Rewrite the passage from the Stewart Calculus post between "As a result, I" and "the prof’s part.", inclusive, changing "trigonometry" to "logarithms".

> **Source document**:
-*-*-
There’s a discussion going on right now in the Project NExT email list about calculus textbooks, the merits/demerits of the Stewart Calculus textbook, and where — if anywhere — the “next wave” of calculus reform is going to come from. I wrote the following post to the group, and I thought it would serve double-duty fairly well as a blog post. So… here it is:


I’d like to add my $0.02 worth to this discussion just because (1) I’m a longtime Stewart Calculus user, having used the first edition (!) when I was an undergrad and having taught out of it for my entire career, and (2) I’m also a fairly consistent critic of Stewart’s calculus and of textbooks in general.

I try to see textbooks from the viewpoints of my students. From that vantage point, I unfortunately find very little to say in favor of Stewart’s franchise of  books, including the current edition, all of the previous five editions, the CCC version (which is almost exactly the same as the non-reform version of the book but with less clarity in its language), or the “Essential” calculus edition. Stewart has a relentlessly formalistic approach to calculus that, while admirable in its rigor, renders it all but impenetrable to students who are not used to such an approach, which is certainly nearly every student I teach and I would imagine a large portion of the entire population of beginning calculus students.

If you don’t believe me, go check out his introductory section on the definite integral (Section 5.2 in the sixth edition). Stewart hopelessly confuses the essentially very simple idea of the definite integral by hitting students with an avalanche of sigma-notation right out of the gate. Or, try the section on exponential functions (1.5), in which Stewart for some reason feels like it’s necessary to explain how it is we can define an exponential function at rational and irrational inputs. This is all well and good, but does the rank-and-file beginning calculus student need to know this stuff, right now?

As a result, I find myself having to tell students NOT to read certain portions of the book, and then remixing and rewriting large parts of the rest of it. But that leads to the ONE thing I can say in the positive sense about Stewart, which I can’t say about many “reform” books: Stewart is what you make it. The book does not force me to teach in a certain way, and if I want to totally ignore certain parts of it and write my own stuff, then this generally doesn’t cause problems down the road. For example, at my college we don’t cover trigonometry in the first semester. In most other books we’ve examined, trig and calculus are inextricable, and so the books are unusable for us. With Stewart, though, given a judicious choice of exercises to omit, you can actually pull off a no-trig Calculus I course with very little extra work on the prof’s part.
-*-*-
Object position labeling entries
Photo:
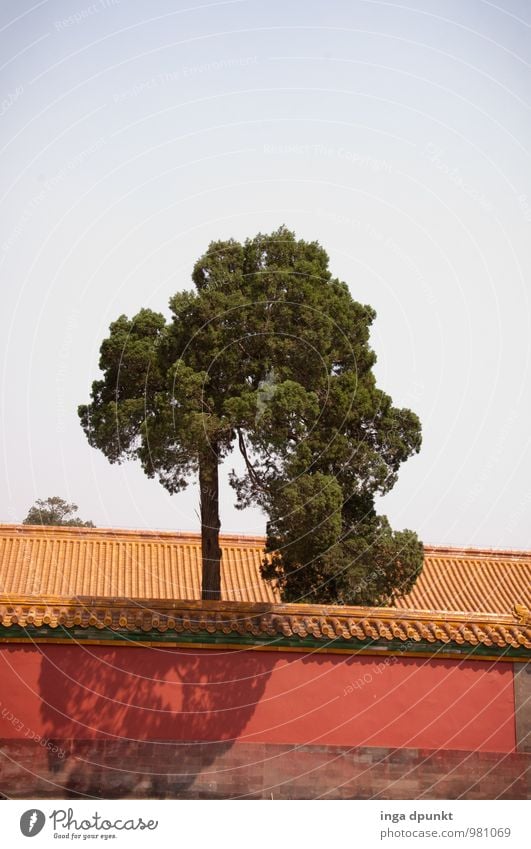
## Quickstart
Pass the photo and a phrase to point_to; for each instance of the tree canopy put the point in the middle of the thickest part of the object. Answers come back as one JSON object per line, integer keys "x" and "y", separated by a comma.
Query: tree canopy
{"x": 269, "y": 354}
{"x": 54, "y": 511}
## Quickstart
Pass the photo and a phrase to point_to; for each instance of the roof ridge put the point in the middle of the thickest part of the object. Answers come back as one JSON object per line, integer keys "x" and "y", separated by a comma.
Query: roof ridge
{"x": 136, "y": 533}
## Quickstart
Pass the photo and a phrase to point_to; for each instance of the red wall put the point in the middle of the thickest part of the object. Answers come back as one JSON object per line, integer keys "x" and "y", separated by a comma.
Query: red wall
{"x": 74, "y": 691}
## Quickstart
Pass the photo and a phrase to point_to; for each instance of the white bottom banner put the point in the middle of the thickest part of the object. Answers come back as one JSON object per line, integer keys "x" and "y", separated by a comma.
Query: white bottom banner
{"x": 130, "y": 823}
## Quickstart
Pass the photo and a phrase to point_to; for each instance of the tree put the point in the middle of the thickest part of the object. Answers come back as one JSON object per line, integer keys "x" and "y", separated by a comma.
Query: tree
{"x": 54, "y": 511}
{"x": 270, "y": 353}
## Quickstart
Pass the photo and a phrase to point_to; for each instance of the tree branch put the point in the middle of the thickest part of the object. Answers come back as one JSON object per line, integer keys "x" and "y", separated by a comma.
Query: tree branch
{"x": 250, "y": 468}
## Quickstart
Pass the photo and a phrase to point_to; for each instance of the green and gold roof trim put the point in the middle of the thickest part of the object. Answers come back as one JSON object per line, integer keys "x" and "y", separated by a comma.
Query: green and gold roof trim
{"x": 267, "y": 626}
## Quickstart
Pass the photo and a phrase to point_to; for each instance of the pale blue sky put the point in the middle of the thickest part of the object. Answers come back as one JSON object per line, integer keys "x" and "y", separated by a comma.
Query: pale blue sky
{"x": 398, "y": 135}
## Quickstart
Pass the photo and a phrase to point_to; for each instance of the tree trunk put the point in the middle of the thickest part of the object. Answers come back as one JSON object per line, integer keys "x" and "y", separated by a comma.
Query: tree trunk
{"x": 210, "y": 525}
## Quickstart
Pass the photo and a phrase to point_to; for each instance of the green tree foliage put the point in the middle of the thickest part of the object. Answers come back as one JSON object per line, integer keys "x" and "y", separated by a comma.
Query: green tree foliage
{"x": 54, "y": 511}
{"x": 271, "y": 354}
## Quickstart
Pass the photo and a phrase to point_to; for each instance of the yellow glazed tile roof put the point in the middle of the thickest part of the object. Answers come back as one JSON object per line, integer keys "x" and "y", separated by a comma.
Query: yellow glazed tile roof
{"x": 67, "y": 563}
{"x": 476, "y": 580}
{"x": 71, "y": 562}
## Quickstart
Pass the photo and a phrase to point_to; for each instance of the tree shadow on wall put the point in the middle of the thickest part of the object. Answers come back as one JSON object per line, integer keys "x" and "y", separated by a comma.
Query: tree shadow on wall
{"x": 144, "y": 721}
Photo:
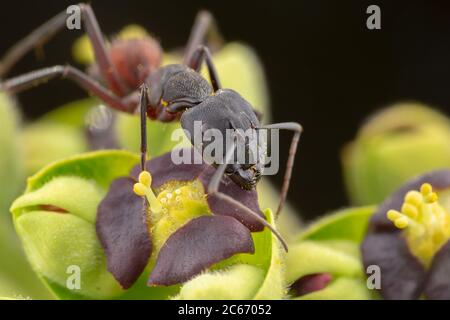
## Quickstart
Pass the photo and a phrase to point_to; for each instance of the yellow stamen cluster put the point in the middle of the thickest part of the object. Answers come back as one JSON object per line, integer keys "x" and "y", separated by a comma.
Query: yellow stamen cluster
{"x": 171, "y": 206}
{"x": 143, "y": 189}
{"x": 425, "y": 222}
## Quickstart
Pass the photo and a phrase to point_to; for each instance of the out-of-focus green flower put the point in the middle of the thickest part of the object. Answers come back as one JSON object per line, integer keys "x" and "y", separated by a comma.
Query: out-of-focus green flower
{"x": 395, "y": 145}
{"x": 324, "y": 261}
{"x": 16, "y": 276}
{"x": 409, "y": 239}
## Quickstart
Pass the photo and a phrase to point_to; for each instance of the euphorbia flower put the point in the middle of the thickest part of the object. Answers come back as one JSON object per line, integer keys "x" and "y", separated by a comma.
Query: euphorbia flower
{"x": 324, "y": 261}
{"x": 183, "y": 233}
{"x": 393, "y": 146}
{"x": 408, "y": 239}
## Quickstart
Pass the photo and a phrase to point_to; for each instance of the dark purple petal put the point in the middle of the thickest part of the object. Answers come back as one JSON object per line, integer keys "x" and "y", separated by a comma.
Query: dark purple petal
{"x": 163, "y": 170}
{"x": 402, "y": 275}
{"x": 438, "y": 282}
{"x": 197, "y": 245}
{"x": 123, "y": 232}
{"x": 311, "y": 283}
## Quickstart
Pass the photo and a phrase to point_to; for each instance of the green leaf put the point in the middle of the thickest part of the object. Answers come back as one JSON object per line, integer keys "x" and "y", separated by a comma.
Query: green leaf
{"x": 331, "y": 245}
{"x": 11, "y": 162}
{"x": 349, "y": 224}
{"x": 341, "y": 289}
{"x": 55, "y": 219}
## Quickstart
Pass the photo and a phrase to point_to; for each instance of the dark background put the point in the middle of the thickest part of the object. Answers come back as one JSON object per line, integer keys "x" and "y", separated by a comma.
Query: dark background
{"x": 325, "y": 68}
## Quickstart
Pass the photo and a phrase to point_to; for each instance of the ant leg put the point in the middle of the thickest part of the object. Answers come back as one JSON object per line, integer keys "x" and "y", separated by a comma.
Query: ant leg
{"x": 40, "y": 76}
{"x": 50, "y": 28}
{"x": 203, "y": 54}
{"x": 143, "y": 113}
{"x": 297, "y": 128}
{"x": 37, "y": 38}
{"x": 213, "y": 189}
{"x": 103, "y": 60}
{"x": 204, "y": 31}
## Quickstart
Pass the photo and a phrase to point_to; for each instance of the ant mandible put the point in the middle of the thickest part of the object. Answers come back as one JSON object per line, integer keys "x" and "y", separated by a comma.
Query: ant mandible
{"x": 168, "y": 93}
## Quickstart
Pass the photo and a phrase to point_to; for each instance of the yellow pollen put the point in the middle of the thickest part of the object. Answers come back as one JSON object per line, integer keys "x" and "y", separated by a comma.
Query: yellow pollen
{"x": 410, "y": 210}
{"x": 401, "y": 222}
{"x": 425, "y": 223}
{"x": 143, "y": 189}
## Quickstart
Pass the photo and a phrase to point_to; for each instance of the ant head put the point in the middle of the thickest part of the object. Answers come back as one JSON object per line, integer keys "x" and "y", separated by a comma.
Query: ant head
{"x": 246, "y": 176}
{"x": 174, "y": 86}
{"x": 135, "y": 59}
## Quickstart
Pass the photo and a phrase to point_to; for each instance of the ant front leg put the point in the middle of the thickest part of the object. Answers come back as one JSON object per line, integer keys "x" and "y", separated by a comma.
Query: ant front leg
{"x": 195, "y": 62}
{"x": 40, "y": 76}
{"x": 143, "y": 113}
{"x": 213, "y": 189}
{"x": 57, "y": 23}
{"x": 35, "y": 39}
{"x": 204, "y": 31}
{"x": 298, "y": 129}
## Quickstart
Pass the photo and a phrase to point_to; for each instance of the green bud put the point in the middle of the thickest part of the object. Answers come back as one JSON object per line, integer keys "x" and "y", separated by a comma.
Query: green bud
{"x": 61, "y": 131}
{"x": 395, "y": 145}
{"x": 324, "y": 262}
{"x": 55, "y": 220}
{"x": 60, "y": 141}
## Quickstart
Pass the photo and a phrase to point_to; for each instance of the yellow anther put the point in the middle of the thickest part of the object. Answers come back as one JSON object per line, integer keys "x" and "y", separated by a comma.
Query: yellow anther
{"x": 426, "y": 189}
{"x": 401, "y": 222}
{"x": 410, "y": 210}
{"x": 140, "y": 189}
{"x": 431, "y": 197}
{"x": 393, "y": 215}
{"x": 425, "y": 223}
{"x": 414, "y": 197}
{"x": 145, "y": 178}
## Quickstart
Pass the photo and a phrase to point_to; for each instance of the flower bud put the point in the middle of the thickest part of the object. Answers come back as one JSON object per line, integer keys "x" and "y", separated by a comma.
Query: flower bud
{"x": 395, "y": 145}
{"x": 324, "y": 261}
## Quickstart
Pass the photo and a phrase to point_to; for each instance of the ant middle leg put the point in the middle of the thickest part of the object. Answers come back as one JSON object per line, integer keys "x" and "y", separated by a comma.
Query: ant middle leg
{"x": 204, "y": 31}
{"x": 200, "y": 55}
{"x": 46, "y": 31}
{"x": 37, "y": 77}
{"x": 298, "y": 129}
{"x": 213, "y": 189}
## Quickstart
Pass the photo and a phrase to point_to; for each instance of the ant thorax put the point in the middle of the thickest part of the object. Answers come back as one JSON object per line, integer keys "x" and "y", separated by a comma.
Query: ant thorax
{"x": 134, "y": 60}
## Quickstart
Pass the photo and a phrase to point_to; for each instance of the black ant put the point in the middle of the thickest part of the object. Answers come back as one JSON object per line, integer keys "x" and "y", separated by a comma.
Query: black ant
{"x": 177, "y": 91}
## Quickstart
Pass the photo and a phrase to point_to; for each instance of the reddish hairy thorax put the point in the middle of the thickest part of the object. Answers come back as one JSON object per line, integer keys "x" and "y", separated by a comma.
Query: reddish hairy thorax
{"x": 135, "y": 59}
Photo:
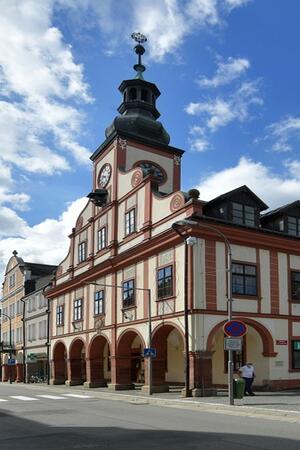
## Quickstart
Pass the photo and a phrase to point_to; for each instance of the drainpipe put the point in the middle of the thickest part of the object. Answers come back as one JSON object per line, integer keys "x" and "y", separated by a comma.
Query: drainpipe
{"x": 24, "y": 342}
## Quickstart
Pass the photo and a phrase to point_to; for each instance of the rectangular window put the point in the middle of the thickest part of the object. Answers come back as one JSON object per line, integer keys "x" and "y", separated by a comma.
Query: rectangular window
{"x": 78, "y": 309}
{"x": 60, "y": 315}
{"x": 82, "y": 252}
{"x": 128, "y": 293}
{"x": 165, "y": 282}
{"x": 243, "y": 214}
{"x": 99, "y": 302}
{"x": 296, "y": 354}
{"x": 244, "y": 279}
{"x": 102, "y": 241}
{"x": 295, "y": 285}
{"x": 12, "y": 280}
{"x": 130, "y": 222}
{"x": 293, "y": 226}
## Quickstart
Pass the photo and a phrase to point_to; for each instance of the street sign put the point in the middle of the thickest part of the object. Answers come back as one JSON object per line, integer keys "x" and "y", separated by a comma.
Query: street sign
{"x": 31, "y": 358}
{"x": 235, "y": 328}
{"x": 149, "y": 352}
{"x": 234, "y": 344}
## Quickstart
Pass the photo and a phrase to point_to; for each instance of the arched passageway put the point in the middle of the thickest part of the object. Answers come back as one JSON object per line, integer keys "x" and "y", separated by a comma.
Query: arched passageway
{"x": 98, "y": 363}
{"x": 129, "y": 361}
{"x": 257, "y": 347}
{"x": 59, "y": 364}
{"x": 168, "y": 366}
{"x": 76, "y": 363}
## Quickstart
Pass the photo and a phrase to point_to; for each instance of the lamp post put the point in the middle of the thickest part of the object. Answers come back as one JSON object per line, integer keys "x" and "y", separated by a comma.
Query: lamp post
{"x": 149, "y": 323}
{"x": 188, "y": 222}
{"x": 10, "y": 343}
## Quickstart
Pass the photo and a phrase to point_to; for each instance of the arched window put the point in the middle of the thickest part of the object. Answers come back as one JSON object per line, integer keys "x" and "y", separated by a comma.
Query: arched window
{"x": 132, "y": 94}
{"x": 144, "y": 95}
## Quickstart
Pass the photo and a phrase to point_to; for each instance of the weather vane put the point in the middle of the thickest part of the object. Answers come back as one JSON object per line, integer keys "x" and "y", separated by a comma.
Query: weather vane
{"x": 139, "y": 50}
{"x": 139, "y": 37}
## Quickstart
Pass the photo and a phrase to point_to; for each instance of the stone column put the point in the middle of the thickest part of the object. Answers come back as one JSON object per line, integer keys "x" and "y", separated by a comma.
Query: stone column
{"x": 5, "y": 372}
{"x": 74, "y": 372}
{"x": 201, "y": 373}
{"x": 20, "y": 373}
{"x": 121, "y": 373}
{"x": 94, "y": 373}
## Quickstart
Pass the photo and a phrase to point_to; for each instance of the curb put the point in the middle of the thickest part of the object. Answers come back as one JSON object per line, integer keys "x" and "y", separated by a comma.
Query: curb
{"x": 192, "y": 405}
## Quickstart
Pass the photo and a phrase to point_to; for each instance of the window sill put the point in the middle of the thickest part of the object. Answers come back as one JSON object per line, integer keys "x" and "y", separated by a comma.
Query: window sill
{"x": 164, "y": 299}
{"x": 126, "y": 308}
{"x": 246, "y": 297}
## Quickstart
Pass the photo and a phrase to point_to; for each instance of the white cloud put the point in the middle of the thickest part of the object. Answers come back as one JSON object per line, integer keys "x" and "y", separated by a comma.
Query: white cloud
{"x": 219, "y": 112}
{"x": 226, "y": 72}
{"x": 39, "y": 83}
{"x": 284, "y": 134}
{"x": 275, "y": 190}
{"x": 46, "y": 242}
{"x": 236, "y": 3}
{"x": 198, "y": 140}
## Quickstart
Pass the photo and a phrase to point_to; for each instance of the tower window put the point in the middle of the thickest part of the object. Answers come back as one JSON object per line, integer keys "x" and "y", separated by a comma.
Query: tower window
{"x": 132, "y": 94}
{"x": 144, "y": 95}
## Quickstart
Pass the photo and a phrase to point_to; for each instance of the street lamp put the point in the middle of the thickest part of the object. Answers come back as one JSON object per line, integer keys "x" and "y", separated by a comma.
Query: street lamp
{"x": 149, "y": 323}
{"x": 10, "y": 343}
{"x": 188, "y": 222}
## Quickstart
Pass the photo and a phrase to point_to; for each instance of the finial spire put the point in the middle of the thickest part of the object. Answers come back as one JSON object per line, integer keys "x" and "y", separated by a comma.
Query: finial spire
{"x": 139, "y": 50}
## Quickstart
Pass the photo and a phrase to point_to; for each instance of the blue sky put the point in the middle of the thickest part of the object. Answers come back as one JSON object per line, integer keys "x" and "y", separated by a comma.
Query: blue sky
{"x": 228, "y": 71}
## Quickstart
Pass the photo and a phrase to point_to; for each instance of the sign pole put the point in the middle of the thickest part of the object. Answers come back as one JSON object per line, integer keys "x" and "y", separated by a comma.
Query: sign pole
{"x": 229, "y": 302}
{"x": 149, "y": 343}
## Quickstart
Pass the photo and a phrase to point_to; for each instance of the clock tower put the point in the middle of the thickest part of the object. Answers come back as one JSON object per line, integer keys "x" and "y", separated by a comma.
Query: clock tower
{"x": 136, "y": 139}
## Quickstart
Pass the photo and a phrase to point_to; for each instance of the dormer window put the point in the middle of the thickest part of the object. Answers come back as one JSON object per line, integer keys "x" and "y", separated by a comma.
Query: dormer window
-*-*-
> **Exercise solution**:
As a result, I find myself having to tell students NOT to read certain portions of the book, and then remixing and rewriting large parts of the rest of it. But that leads to the ONE thing I can say in the positive sense about Stewart, which I can’t say about many “reform” books: Stewart is what you make it. The book does not force me to teach in a certain way, and if I want to totally ignore certain parts of it and write my own stuff, then this generally doesn’t cause problems down the road. For example, at my college we don’t cover logarithms in the first semester. In most other books we’ve examined, trig and calculus are inextricable, and so the books are unusable for us. With Stewart, though, given a judicious choice of exercises to omit, you can actually pull off a no-trig Calculus I course with very little extra work on the prof’s part.